- _WHAT IS ASKED_
Turn every line of the material below into a numbered list, skipping any blank lines.

- _INFORMATION SUPPLIED_

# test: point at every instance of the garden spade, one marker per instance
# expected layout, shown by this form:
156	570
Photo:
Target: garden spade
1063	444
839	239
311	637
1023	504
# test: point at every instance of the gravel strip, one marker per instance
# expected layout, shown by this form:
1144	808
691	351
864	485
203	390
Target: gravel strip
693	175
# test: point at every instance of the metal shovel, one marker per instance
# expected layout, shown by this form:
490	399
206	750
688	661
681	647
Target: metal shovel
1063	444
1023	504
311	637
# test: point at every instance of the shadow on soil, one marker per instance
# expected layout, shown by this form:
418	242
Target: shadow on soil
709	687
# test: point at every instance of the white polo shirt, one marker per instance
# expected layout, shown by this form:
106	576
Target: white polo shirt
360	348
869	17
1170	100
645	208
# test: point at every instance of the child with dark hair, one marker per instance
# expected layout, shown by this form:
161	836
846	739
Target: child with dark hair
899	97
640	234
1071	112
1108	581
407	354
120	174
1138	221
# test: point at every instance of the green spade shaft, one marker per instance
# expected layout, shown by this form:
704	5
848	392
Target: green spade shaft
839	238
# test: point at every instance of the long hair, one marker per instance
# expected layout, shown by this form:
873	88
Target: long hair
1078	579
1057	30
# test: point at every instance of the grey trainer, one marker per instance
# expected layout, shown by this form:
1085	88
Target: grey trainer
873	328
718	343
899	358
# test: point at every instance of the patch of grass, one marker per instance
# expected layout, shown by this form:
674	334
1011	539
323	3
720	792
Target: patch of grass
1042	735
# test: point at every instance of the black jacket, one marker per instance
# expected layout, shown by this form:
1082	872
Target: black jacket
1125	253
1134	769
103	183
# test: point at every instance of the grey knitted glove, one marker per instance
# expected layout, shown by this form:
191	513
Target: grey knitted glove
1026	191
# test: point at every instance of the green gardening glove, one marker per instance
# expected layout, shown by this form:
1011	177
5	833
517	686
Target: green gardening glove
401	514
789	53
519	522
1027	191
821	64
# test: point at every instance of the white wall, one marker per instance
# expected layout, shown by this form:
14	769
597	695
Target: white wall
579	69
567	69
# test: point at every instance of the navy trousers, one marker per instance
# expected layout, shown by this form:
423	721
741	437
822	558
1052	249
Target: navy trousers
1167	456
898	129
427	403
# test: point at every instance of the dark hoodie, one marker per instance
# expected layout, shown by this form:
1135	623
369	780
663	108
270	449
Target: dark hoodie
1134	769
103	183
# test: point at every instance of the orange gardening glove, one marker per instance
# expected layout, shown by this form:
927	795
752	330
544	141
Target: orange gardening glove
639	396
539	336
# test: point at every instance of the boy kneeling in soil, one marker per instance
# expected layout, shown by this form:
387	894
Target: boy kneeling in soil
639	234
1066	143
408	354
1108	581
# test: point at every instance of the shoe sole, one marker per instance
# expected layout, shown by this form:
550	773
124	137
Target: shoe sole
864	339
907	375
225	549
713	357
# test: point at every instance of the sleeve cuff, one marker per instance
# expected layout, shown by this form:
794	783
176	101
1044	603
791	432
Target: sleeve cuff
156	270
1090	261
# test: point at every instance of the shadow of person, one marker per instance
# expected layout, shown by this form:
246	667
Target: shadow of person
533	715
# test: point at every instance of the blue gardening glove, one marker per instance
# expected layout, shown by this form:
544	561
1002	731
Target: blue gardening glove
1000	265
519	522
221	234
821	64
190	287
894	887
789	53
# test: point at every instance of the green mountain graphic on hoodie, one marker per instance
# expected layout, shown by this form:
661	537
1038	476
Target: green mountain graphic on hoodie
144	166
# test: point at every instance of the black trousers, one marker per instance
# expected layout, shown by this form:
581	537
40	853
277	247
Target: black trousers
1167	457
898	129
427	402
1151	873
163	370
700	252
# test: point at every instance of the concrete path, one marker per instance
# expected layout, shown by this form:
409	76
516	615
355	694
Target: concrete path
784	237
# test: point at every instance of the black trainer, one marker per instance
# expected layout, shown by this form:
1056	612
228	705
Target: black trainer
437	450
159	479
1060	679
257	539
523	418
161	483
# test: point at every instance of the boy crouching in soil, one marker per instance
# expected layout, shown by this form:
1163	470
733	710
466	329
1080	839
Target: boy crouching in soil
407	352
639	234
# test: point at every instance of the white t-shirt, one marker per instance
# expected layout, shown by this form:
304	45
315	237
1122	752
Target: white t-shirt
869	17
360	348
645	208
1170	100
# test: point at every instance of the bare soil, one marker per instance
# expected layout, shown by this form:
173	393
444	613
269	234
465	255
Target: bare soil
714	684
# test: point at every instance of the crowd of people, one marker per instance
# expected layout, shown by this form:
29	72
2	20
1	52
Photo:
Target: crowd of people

- _REPLY_
1. # test: point at every instance of the garden spade, one marker per instance
2. # expected layout, shown by this form:
3. 156	570
4. Photo:
5. Target: garden spade
6. 1063	444
7. 839	239
8. 311	637
9. 1023	504
10. # test: point at every instance of the gravel strip, one marker per instance
11. # expected layout, shown by this form:
12. 1144	808
13. 691	351
14. 864	485
15. 203	390
16. Target: gravel strip
17. 693	175
18. # test: point at every instance of the metal shovel, one marker per instance
19. # expected layout, shown by this form:
20. 490	399
21. 206	750
22. 688	661
23. 681	647
24. Target: metal shovel
25. 1063	444
26. 1023	504
27. 311	637
28. # test: point at every instance of the shadow on soil, one marker per instance
29. # expected layout, shown by this form:
30. 418	242
31. Target: shadow on soil
32. 709	687
33. # test: point at every instance of the white polo shirt, one marker per instance
34. # expected layout, shown by this form:
35. 106	576
36. Target: white polo shirt
37. 360	348
38. 869	17
39. 1170	100
40. 645	208
41. # test: point at every instance of the child with dark hair, one marker per instance
42. # expected layout, shown by this form:
43. 161	836
44. 846	739
45. Target: child with dark hair
46. 899	97
47. 640	234
48. 1071	112
49. 1108	581
50. 407	354
51. 120	174
52. 1138	221
53. # test: point at every instance of the green spade shaft, one marker per instance
54. # expected layout, shown by this form:
55. 704	5
56. 848	392
57. Target: green spade shaft
58. 839	238
59. # test: point at every instance of the long hair, one marker per instance
60. # expected layout, shown by this form:
61. 873	88
62. Target: long hair
63. 1078	579
64. 1057	30
65. # test: point at every instance of the grey trainer, one marker per instance
66. # expected layout, shown by this form:
67. 1085	88
68. Target: grey trainer
69. 873	328
70. 718	343
71. 899	358
72. # test: point at every instance of the patch of grass, one marker per instance
73. # expected layout, shown by this form:
74. 674	334
75. 1011	539
76. 323	3
77. 720	792
78. Target: patch of grass
79. 1042	735
80. # test: point at every instance of the black jacket, one marker per instance
81. # expected layout, shown by this form:
82. 1082	872
83. Target: black jacket
84. 1125	253
85. 1134	769
86. 103	183
87. # test: point at every instance of the grey knitted glove, one marker per instance
88. # expected layout, shown by this form:
89. 191	513
90. Target: grey knitted glove
91. 1026	191
92. # test: point at every instance of the green gardening glove, one marker per instance
93. # expected layout, shown by this form:
94. 1011	177
95. 5	833
96. 517	686
97. Target: green gardening glove
98. 401	514
99. 789	53
100. 519	522
101. 1027	191
102. 821	64
103. # test: point at every instance of the white wall, one marker per instance
104. # expected layout, shown by this form:
105. 14	769
106. 597	695
107. Target: white wall
108. 579	69
109. 567	69
110. # test: point at every instance of the navy trousers, one marker per instance
111. # expected layout, shown by this form:
112. 423	721
113. 741	437
114. 822	558
115. 1052	249
116. Target: navy trousers
117. 1167	456
118. 898	129
119. 427	403
120. # test: point at every instance of the dark hoodie, one marker per instance
121. # expected layout, shown by this form:
122. 1135	623
123. 369	780
124. 663	108
125. 270	449
126. Target: dark hoodie
127. 1134	769
128. 103	183
129. # test: point at every instance of the orange gardening glove, one marker per instance
130. # expected layout, shown by this form:
131. 927	795
132. 752	330
133. 544	141
134. Target: orange gardening glove
135. 639	396
136. 539	336
137. # test: point at every instance of the boy kneeling in soil, one marker per instance
138. # expected layout, shown by this form:
139. 387	894
140. Target: boy kneeling in soil
141. 639	234
142. 1066	143
143. 408	354
144. 1108	581
145. # test: point at every instance of the shoe sole, one marker per instance
146. # expected layout, shown by this form:
147. 550	773
148. 124	137
149. Target: shoe sole
150. 864	339
151. 907	375
152. 225	549
153. 713	357
154. # test: point at every instance of the sleeve cuff, one marker per instance
155. # expected layout, shown by this form:
156. 794	783
157. 176	101
158. 1044	603
159. 791	432
160. Target: sleeve cuff
161. 156	270
162. 1090	261
163. # test: point at every instance of the shadow of person, one marker per instance
164. # expected layout, shown by this form:
165. 246	667
166. Target: shadow of person
167. 533	715
168. # test: point at every instance of the blue gardening glove, one marker per instance
169. # expected layout, shown by this form:
170. 544	561
171. 1002	731
172. Target: blue gardening glove
173. 1000	265
174. 519	522
175. 221	234
176. 821	64
177. 190	287
178. 894	887
179. 789	53
180. # test: point at every instance of the green mountain graphic on hoodie, one marker per instance
181. # expected layout, shown by this form:
182. 661	537
183. 1038	476
184. Target: green mountain graphic on hoodie
185. 144	166
186. # test: point at every instance of the black trousers, one marker per instance
187. # expected layout, shown by this form:
188. 581	537
189. 40	853
190. 277	247
191. Target: black trousers
192. 1167	457
193. 898	129
194. 427	402
195. 1151	873
196. 163	370
197. 700	252
198. # test: point at every instance of the concrete path, one marker per instance
199. # expected layout, shown by this form:
200. 409	76
201. 516	615
202. 355	694
203. Target: concrete path
204. 784	237
205. # test: point at every instance of the black trainer, one marker per instance
206. # expected layout, shown by this form:
207. 1056	612
208. 228	705
209. Target: black trainer
210. 437	450
211. 159	479
212. 1060	679
213. 257	539
214. 523	418
215. 161	483
216. # test: point at every instance of the boy crouching in soil, one marker per instance
217. # expected layout, shown by this form:
218. 1163	470
219. 733	710
220. 466	329
221. 1080	839
222. Target: boy crouching in soil
223. 407	352
224. 639	234
225. # test: point at every instance of the white t-shirt, one marker per instance
226. # expected layout, shown by this form:
227. 304	45
228. 315	237
229. 1122	752
230. Target: white t-shirt
231. 869	17
232. 360	348
233. 645	208
234. 1170	100
235. # test: point at every instance of the bare soil, one marker per instance
236. # expected layout, shown by this form:
237. 173	393
238. 444	613
239. 269	234
240. 465	255
241. Target: bare soil
242. 714	684
243. # test: point at every instance of the crowd of people, one marker per instance
244. # expected layout, shown by this form:
245. 29	72
246. 2	20
247. 1	52
248. Photo:
249. Target: crowd of people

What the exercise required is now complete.